Saved entries

════════════════════

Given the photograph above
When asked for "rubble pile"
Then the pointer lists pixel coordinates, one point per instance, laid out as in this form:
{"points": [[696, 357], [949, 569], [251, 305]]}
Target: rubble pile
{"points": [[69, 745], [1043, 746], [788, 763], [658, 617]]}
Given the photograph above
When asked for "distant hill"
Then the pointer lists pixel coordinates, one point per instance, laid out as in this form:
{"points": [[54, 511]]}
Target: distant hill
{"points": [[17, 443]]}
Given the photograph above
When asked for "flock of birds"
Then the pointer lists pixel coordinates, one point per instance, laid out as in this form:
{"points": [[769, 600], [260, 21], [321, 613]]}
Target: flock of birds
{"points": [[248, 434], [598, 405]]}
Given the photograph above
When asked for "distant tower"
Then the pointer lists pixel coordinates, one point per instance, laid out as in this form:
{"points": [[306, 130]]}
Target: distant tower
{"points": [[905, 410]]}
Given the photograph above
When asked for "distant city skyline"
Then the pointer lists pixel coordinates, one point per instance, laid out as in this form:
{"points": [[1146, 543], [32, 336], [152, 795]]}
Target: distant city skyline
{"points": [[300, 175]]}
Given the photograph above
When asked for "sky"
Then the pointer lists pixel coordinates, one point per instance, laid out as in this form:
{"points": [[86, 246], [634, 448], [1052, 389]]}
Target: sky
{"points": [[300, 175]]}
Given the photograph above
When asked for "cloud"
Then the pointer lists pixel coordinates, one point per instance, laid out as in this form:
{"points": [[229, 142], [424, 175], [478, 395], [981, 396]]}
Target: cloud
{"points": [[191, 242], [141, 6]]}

════════════════════

TASK OBJECTIVE:
Down to the last line, give the records again exactly.

RESULT:
Given the photograph above
When asked for "rubble pile"
Then the pointer lists pixel coordinates, one point per instance, laid out as in this form:
{"points": [[696, 357], [949, 569], [251, 305]]}
Target: rubble pile
{"points": [[69, 745], [1043, 746], [788, 763], [658, 617]]}
Given the photograph above
When asked for "distant hill"
Then the pointer lists pixel coordinates, one point per instance, laid out as in this form:
{"points": [[54, 511]]}
Target: distant hill
{"points": [[17, 443]]}
Given the photograph above
When asked for "flock of birds"
Then the pointer lists pixel coordinates, one point per instance, laid out as in this form:
{"points": [[769, 600], [260, 21], [321, 613]]}
Target: flock of birds
{"points": [[248, 434], [598, 405]]}
Given the photograph above
When asked for "distant tower"
Then the pointer lists pixel coordinates, one point per instance, laid out as in this form:
{"points": [[306, 130]]}
Target: distant tower
{"points": [[905, 410]]}
Given the photograph above
When asked for "distant city skyline"
Then the pointer lists pixel coordinates, one point per instance, laid out as in this form:
{"points": [[1146, 543], [32, 336], [152, 795]]}
Target: distant city skyline
{"points": [[300, 175]]}
Given the photograph above
When asked for "sky"
Then the pointer lists pixel coordinates, one point per instance, laid out as in this form:
{"points": [[86, 246], [634, 448], [1052, 389]]}
Target: sky
{"points": [[300, 175]]}
Given the photograph above
When asked for "cloud"
Then the pointer lists pixel coordinates, one point per instance, laid out as in this form:
{"points": [[229, 142], [424, 175], [478, 395], [981, 396]]}
Target: cloud
{"points": [[191, 242], [141, 6]]}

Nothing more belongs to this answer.